DO THIS - Reproduce the passage from the Yahoo transcript word for word, starting at "But there are" and ending at "on the market.".

20110907 yahoo sign
CES attendees walk by a Yahoo! booth during the 2011 International Consumer Electronics Show at the Las Vegas Convention Center. - 

Steve Chiotakis: There's been a big shakeup at the media and tech giant Yahoo. Its CEO, Carol Bartz, was fired by the company's board of directors, who complained about stagnant revenues.

But there are reports today Yahoo is preparing to hire investment bankers and other advisers as the company figures out what to do next. Some say that could mean Yahoo is on the market.

Henry Blodget blogs about it at the Business Insider. Good morning Henry.

Henry Blodget:Good morning.

Chiotakis: Do you think the company is going to sell? I mean, is this just posturing?

EXTRACTED INFORMATION -
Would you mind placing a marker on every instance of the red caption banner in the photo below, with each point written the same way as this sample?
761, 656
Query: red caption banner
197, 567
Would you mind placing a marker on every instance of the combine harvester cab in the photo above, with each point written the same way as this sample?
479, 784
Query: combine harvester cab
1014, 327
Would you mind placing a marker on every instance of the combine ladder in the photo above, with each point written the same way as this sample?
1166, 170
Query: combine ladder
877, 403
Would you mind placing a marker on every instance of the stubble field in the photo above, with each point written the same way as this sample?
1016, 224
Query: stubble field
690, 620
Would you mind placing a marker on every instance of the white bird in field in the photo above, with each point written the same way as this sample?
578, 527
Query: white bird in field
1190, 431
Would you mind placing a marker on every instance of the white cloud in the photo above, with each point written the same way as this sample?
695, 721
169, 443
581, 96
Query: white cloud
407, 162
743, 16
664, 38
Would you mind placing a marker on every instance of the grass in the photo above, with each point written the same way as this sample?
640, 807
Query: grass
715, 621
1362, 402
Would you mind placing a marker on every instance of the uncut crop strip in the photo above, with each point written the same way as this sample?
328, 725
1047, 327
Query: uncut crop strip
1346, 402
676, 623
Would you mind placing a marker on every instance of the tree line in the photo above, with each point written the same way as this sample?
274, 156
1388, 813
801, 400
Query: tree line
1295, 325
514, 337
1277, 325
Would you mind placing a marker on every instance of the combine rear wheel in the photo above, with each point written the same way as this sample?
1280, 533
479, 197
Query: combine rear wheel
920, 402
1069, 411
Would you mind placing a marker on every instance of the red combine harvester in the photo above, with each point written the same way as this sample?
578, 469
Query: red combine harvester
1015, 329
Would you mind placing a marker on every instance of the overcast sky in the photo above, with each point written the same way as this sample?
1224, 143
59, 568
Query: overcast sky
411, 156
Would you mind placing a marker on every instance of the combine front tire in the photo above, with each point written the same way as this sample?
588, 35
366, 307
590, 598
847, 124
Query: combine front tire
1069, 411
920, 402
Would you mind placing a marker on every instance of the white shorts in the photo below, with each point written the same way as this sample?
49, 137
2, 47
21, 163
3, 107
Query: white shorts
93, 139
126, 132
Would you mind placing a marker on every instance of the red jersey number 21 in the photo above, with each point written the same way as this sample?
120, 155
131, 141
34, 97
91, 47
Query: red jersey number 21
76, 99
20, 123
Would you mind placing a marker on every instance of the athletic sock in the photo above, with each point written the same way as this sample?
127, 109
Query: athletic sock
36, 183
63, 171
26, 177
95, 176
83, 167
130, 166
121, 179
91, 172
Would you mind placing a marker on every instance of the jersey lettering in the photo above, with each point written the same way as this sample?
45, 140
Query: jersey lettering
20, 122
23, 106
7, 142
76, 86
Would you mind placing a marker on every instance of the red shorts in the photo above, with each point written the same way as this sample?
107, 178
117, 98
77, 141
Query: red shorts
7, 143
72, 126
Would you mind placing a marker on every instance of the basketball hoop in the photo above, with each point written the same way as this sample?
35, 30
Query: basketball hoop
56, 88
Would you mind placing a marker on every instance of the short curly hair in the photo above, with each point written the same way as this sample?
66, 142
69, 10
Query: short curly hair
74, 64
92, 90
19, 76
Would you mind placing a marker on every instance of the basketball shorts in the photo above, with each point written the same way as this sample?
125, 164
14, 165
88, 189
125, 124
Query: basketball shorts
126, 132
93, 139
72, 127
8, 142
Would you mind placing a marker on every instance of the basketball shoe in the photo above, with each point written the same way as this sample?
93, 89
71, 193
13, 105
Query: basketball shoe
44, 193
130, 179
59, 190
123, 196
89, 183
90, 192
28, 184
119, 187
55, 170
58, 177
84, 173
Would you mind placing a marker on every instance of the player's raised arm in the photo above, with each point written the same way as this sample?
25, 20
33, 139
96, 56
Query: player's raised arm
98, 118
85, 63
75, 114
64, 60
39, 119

RESULT -
But there are reports today Yahoo is preparing to hire investment bankers and other advisers as the company figures out what to do next. Some say that could mean Yahoo is on the market.